TO BE DONE |
Replace "instance" with "occurrence" wherever it occurs in the listing below, and leave everything else as it is.

(A data block)
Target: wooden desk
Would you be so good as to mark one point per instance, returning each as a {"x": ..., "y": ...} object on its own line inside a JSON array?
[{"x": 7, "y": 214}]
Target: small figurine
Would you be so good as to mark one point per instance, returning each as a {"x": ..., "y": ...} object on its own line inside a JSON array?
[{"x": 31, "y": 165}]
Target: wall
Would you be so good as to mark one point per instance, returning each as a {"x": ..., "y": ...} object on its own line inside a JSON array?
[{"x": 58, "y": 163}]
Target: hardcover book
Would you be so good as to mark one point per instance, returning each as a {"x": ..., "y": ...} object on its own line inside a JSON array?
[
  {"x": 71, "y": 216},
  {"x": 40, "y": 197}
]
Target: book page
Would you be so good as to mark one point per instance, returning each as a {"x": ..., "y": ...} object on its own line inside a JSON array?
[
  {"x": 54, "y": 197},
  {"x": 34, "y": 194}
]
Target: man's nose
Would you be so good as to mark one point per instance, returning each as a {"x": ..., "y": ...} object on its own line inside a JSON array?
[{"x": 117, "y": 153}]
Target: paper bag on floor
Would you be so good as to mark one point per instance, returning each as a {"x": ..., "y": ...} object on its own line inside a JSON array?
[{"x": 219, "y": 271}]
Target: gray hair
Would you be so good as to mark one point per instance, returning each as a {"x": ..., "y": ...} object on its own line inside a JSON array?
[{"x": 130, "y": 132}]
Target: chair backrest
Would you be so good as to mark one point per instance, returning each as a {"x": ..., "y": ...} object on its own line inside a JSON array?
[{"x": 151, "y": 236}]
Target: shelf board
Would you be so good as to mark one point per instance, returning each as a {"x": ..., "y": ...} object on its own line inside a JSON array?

SOLUTION TO THE PROBLEM |
Target: wooden desk
Would you be so good as to mark one point per occurrence, returning each as a {"x": ..., "y": ...} object on its own line inside a JSON array?
[{"x": 7, "y": 214}]
Target: small figurine
Would you be so good as to mark one point per occurrence, returning each as a {"x": ..., "y": ...} object on its own line inside a JSON array?
[{"x": 31, "y": 165}]
Target: wall
Would you be so good as to mark one point per occurrence, returning each as a {"x": ..., "y": ...} object on its own line inside a JSON array?
[{"x": 58, "y": 163}]
Target: hardcover book
Would you be so good as to mark one point per occurrence, returning each as a {"x": ..., "y": ...} object on its own line inside a JSON array?
[
  {"x": 71, "y": 216},
  {"x": 40, "y": 197}
]
Target: book page
Would you be so good as to mark one point per occurrence, returning each as a {"x": ..., "y": ...} object on its own line inside a JSON array?
[
  {"x": 54, "y": 197},
  {"x": 34, "y": 194}
]
Target: man's nose
Would you be so good as to mark one point per occurrence, returning each as a {"x": ..., "y": ...} object on its own line inside a JSON array?
[{"x": 117, "y": 153}]
Target: paper bag on floor
Would you be so good as to mark one point per occurrence, returning each as a {"x": ..., "y": ...} object on its own line inside a JSON array?
[{"x": 219, "y": 271}]
Target: gray hair
Would you be so good as to mark one point per occurrence, returning each as a {"x": ..., "y": ...} object on its own line inside a JSON array?
[{"x": 130, "y": 132}]
Target: chair backrest
Would you be so good as to mark one point per occurrence, returning each as a {"x": ..., "y": ...} object on its own line inside a JSON array?
[{"x": 151, "y": 236}]
Target: shelf board
Would you be so good as to mark one point per occurrence, returning each as a {"x": ..., "y": ...} object on its own line inside a JSON array?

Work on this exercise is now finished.